Coordinate annotation entries
* Start *

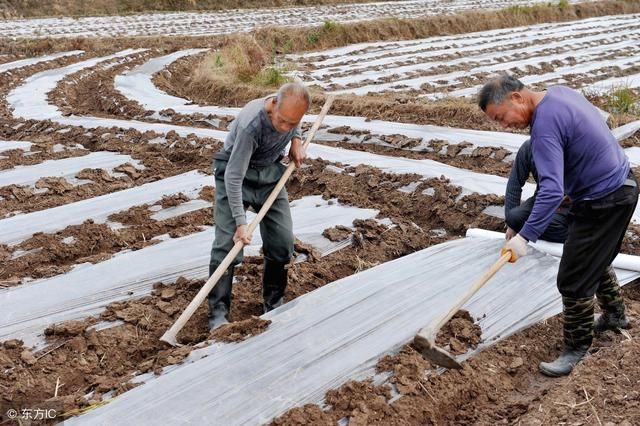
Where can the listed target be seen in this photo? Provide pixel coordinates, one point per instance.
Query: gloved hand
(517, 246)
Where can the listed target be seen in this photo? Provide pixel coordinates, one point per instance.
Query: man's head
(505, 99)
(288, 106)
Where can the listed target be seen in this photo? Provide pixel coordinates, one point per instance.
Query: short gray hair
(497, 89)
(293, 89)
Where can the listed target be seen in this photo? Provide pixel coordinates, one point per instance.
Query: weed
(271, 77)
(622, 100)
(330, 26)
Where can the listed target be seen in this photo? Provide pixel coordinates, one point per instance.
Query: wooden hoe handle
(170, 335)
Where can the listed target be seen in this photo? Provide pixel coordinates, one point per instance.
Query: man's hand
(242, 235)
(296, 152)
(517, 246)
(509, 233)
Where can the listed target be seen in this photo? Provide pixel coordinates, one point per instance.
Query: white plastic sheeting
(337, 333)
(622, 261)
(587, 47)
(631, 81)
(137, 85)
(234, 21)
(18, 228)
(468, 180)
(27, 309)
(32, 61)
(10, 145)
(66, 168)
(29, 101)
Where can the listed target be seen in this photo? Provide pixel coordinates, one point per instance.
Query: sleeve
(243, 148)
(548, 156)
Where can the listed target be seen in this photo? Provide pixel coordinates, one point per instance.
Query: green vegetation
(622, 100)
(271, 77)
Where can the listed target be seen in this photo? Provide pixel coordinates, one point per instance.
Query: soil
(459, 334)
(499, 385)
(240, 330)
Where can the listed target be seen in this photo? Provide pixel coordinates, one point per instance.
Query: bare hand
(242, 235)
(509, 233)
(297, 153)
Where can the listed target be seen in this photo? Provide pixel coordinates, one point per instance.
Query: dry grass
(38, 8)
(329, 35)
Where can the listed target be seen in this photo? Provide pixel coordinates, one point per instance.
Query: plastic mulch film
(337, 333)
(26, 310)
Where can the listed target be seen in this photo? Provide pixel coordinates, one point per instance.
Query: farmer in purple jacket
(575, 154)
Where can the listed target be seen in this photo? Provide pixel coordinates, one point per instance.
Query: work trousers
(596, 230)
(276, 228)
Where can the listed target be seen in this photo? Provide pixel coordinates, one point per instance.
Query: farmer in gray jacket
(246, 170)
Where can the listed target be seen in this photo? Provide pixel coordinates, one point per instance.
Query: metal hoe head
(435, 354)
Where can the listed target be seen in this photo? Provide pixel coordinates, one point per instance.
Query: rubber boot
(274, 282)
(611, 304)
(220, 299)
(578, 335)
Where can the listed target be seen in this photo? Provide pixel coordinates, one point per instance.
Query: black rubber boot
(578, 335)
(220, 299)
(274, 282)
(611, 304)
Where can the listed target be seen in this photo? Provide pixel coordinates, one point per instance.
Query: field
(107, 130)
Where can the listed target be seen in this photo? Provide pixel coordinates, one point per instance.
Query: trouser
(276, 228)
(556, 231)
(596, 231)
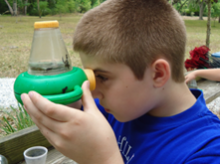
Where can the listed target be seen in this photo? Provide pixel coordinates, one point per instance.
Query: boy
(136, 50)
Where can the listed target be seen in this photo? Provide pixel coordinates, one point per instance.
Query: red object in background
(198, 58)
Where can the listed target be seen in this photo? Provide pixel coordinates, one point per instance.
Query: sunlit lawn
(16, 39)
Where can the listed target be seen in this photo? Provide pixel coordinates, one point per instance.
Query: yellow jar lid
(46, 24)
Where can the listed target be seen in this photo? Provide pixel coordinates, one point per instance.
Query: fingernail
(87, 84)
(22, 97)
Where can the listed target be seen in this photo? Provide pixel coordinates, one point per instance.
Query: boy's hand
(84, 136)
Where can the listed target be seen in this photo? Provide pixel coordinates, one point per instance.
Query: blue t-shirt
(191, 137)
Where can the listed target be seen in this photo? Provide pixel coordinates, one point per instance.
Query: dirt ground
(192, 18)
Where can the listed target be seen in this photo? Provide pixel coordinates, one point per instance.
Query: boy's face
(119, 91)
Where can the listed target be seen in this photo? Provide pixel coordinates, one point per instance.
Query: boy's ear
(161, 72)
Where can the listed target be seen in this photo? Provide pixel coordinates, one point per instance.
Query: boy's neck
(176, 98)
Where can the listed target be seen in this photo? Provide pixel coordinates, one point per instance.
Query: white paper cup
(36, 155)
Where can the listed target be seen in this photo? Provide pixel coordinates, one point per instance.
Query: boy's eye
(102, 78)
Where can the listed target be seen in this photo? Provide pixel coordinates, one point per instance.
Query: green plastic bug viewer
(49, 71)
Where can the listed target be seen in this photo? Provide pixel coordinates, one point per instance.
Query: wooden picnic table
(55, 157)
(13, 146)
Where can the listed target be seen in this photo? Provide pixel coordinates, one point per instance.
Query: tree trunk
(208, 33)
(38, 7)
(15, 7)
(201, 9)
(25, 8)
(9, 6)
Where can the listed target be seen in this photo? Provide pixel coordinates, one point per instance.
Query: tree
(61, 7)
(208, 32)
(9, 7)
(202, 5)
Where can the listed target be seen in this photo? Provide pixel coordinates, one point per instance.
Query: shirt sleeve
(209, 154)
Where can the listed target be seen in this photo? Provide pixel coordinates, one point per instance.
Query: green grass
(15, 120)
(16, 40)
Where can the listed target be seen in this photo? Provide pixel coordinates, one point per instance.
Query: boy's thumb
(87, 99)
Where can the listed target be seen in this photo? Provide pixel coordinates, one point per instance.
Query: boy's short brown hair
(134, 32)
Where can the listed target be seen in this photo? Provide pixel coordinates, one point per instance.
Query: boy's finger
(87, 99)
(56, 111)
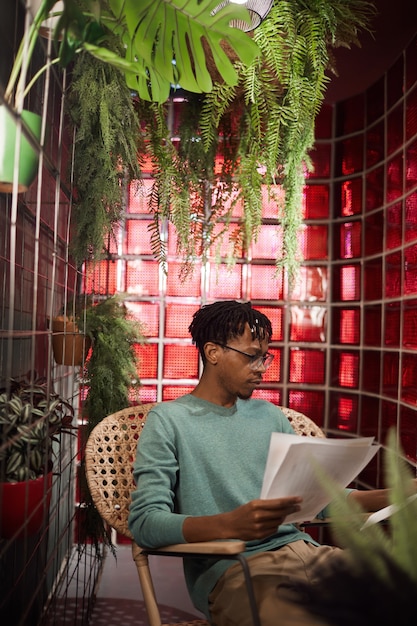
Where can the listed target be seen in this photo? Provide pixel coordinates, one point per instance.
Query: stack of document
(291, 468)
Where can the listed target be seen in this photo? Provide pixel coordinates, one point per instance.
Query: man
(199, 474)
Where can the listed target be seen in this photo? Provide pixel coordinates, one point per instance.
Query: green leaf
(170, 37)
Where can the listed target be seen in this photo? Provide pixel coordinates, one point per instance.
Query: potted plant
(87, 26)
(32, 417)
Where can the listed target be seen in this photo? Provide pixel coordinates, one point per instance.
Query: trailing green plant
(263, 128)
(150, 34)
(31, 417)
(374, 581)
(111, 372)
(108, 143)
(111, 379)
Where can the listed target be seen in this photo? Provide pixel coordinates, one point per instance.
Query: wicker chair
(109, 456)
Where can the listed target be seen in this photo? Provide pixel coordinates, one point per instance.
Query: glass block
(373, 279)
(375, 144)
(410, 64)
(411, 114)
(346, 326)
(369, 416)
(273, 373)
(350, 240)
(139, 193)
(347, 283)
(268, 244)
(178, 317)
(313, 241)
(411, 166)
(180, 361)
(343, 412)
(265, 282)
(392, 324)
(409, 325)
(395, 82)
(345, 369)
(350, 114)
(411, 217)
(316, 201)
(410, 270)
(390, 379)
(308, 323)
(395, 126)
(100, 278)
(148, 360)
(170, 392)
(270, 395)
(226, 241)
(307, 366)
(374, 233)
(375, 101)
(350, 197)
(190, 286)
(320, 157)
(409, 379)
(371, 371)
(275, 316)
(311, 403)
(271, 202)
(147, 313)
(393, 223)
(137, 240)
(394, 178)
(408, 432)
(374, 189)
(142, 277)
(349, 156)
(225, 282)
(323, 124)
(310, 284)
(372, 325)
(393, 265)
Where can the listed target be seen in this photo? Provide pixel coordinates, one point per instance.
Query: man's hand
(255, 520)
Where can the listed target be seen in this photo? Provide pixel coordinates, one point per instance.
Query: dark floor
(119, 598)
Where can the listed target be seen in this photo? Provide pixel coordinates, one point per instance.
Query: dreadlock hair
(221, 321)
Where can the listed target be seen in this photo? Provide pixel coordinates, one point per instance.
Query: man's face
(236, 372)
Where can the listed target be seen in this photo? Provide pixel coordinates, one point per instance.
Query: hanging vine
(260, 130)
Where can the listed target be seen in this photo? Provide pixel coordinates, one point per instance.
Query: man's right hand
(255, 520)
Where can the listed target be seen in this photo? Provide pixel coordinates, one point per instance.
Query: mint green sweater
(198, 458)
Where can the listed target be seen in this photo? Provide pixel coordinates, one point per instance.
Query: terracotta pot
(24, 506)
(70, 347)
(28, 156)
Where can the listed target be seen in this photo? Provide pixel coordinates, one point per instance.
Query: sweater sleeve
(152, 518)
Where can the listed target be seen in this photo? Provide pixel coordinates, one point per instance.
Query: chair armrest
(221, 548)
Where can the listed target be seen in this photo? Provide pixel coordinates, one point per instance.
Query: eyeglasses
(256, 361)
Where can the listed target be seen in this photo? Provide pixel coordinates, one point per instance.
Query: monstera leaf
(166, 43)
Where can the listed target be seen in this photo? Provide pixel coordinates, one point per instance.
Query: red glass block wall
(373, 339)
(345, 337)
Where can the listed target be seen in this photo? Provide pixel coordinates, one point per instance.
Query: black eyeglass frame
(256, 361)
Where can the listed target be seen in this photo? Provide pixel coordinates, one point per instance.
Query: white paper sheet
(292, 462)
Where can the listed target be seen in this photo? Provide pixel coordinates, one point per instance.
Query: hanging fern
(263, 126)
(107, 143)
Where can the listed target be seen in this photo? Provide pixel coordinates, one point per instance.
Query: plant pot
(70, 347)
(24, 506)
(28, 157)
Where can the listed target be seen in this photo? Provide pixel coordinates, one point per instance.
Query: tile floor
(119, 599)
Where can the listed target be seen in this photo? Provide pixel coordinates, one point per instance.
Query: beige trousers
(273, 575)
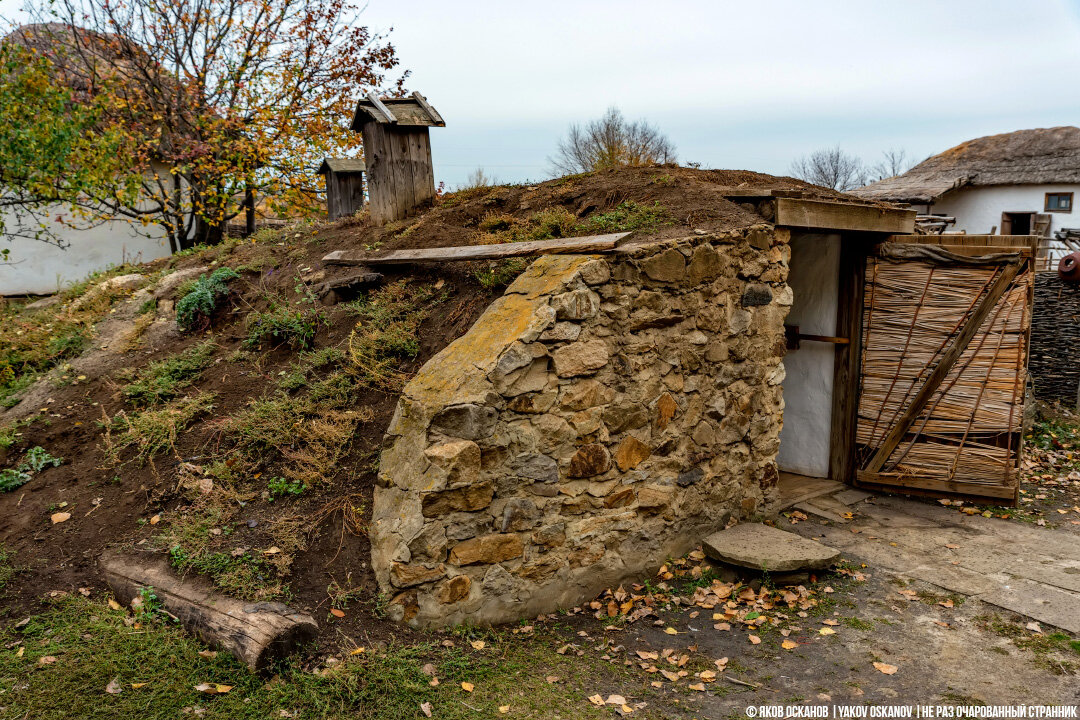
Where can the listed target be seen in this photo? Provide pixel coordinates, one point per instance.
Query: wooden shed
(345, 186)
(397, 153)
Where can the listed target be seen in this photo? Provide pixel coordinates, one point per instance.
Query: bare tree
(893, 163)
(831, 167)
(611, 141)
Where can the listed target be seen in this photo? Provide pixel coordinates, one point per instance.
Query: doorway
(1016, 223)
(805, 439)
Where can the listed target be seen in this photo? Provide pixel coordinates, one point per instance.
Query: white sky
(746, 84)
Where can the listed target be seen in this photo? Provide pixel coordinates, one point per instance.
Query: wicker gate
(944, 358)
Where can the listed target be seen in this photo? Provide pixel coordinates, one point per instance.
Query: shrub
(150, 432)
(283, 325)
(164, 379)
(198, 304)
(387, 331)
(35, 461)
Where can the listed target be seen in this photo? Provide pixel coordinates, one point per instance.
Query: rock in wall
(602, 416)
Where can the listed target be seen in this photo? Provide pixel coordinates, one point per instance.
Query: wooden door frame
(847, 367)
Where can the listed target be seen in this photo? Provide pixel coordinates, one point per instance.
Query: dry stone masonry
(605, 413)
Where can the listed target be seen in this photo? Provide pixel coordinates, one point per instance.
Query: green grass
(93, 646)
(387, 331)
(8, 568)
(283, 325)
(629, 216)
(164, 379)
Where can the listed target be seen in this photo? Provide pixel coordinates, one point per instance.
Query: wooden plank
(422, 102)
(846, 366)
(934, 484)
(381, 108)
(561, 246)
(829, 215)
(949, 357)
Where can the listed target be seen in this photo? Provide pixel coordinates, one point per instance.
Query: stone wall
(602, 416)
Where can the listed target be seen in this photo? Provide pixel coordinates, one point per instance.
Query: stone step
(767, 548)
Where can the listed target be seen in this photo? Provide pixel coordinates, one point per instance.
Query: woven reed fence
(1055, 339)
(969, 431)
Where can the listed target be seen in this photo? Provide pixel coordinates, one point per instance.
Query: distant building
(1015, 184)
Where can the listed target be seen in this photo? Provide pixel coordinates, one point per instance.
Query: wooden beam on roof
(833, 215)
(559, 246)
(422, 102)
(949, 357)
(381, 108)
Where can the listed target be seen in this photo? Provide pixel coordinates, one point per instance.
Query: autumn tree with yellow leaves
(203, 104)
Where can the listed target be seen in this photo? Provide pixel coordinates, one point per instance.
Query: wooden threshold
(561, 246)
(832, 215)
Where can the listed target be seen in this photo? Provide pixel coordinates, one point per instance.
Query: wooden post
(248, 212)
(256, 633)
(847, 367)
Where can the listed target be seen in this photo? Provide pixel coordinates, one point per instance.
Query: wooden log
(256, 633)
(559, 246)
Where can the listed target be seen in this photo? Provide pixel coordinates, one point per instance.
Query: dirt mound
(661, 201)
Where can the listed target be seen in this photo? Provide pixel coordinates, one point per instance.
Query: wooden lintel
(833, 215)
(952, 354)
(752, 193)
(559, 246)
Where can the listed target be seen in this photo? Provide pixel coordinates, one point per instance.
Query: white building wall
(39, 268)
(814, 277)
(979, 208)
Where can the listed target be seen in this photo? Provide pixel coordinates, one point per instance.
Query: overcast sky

* End *

→ **Exercise description**
Please pick out every line above that contains the string "sleeve", and copy each one. Case counts.

→ **The result**
Query: sleeve
Query: shirt sleeve
Query: sweater sleeve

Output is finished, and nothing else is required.